**EXERCISE GOAL:** Scan the records below. List lines holding "belt".

**MATERIAL SUPPLIED:**
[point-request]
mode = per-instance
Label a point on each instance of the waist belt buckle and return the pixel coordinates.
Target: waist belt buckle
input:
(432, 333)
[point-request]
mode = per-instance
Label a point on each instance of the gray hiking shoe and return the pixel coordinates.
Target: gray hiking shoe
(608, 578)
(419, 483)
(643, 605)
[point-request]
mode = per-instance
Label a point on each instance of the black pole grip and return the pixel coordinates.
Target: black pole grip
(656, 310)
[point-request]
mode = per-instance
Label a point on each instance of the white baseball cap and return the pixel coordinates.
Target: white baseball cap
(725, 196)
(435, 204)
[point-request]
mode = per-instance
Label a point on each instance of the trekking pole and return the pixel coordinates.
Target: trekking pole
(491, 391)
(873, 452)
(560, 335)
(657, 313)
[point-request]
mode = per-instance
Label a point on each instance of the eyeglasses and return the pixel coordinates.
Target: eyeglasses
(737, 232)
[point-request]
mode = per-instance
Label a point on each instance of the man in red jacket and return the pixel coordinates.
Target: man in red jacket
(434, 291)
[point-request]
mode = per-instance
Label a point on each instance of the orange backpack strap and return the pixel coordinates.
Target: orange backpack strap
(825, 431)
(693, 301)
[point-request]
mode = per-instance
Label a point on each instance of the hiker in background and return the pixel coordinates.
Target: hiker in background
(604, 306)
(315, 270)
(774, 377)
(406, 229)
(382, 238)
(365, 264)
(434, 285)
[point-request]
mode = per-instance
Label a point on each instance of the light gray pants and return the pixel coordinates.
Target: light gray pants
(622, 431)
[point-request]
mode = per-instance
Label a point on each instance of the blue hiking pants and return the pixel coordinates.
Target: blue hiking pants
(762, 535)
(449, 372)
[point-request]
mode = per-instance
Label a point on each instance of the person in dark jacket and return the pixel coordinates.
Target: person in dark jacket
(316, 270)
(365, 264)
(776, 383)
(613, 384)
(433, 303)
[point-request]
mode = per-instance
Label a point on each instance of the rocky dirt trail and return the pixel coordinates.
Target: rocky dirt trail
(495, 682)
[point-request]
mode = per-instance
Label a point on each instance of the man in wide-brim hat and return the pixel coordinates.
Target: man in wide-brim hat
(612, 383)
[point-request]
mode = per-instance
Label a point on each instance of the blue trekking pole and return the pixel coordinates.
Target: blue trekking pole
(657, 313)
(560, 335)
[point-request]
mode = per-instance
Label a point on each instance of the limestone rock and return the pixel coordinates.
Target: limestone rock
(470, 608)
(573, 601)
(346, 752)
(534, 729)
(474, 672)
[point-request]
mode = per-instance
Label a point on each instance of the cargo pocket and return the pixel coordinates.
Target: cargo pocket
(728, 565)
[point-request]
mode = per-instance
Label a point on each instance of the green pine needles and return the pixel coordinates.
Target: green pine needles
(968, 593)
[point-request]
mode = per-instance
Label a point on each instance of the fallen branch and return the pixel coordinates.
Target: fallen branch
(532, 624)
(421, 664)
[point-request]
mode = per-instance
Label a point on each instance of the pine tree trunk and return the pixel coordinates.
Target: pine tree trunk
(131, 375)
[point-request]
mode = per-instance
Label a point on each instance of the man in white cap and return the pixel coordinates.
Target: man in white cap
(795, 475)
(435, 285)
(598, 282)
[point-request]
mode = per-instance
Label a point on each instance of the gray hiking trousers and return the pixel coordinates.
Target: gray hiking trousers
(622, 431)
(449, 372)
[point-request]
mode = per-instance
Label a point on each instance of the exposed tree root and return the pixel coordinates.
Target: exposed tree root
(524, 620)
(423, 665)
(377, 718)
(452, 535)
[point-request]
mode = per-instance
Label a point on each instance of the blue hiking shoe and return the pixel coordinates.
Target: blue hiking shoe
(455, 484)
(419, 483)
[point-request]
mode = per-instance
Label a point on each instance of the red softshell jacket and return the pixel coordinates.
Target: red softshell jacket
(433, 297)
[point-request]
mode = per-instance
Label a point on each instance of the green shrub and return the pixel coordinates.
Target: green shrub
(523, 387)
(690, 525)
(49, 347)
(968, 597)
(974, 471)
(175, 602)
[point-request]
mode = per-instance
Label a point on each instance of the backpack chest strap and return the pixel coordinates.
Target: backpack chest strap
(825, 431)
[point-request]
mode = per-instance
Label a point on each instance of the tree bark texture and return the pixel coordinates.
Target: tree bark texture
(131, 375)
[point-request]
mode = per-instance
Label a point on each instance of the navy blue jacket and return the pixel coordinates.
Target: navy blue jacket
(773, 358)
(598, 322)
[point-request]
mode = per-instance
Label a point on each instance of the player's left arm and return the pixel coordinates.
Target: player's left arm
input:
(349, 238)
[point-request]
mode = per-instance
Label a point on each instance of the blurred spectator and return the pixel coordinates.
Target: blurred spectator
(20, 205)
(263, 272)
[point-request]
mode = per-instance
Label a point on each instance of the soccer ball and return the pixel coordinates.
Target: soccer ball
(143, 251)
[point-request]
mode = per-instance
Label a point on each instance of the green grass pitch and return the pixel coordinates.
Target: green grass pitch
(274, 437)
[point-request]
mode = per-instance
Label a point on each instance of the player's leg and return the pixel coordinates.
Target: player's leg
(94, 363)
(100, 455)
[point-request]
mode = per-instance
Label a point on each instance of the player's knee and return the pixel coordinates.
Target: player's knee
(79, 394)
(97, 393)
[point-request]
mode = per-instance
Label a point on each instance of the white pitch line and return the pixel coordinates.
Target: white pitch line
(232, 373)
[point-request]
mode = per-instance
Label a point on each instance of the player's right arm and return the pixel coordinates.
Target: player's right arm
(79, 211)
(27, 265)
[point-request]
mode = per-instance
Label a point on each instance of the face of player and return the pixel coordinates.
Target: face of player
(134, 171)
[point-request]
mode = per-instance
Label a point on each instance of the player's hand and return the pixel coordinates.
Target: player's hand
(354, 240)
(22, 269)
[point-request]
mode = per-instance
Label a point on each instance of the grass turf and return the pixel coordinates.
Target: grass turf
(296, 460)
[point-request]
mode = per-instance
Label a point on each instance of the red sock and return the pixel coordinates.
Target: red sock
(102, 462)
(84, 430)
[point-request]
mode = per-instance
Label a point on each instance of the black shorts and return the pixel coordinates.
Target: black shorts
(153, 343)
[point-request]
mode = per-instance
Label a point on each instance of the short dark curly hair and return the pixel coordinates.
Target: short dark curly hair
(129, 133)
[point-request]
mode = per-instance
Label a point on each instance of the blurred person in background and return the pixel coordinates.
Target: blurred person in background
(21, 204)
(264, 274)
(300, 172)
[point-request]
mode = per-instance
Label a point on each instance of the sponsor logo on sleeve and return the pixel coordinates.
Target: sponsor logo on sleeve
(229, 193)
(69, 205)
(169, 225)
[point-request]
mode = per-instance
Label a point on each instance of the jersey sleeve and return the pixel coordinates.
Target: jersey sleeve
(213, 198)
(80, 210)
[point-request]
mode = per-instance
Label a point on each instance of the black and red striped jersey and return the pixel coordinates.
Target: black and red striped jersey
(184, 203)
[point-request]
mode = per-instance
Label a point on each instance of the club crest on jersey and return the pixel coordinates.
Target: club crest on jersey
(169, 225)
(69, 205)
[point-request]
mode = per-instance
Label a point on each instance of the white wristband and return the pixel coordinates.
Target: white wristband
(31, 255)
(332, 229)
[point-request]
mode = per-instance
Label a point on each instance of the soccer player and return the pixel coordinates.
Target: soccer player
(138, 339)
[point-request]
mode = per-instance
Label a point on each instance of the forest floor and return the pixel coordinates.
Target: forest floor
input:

**OUTPUT OF THE EXERCISE:**
Label a point on each instance of the waist belt buckle and return the pixel coordinates.
Target: waist belt buckle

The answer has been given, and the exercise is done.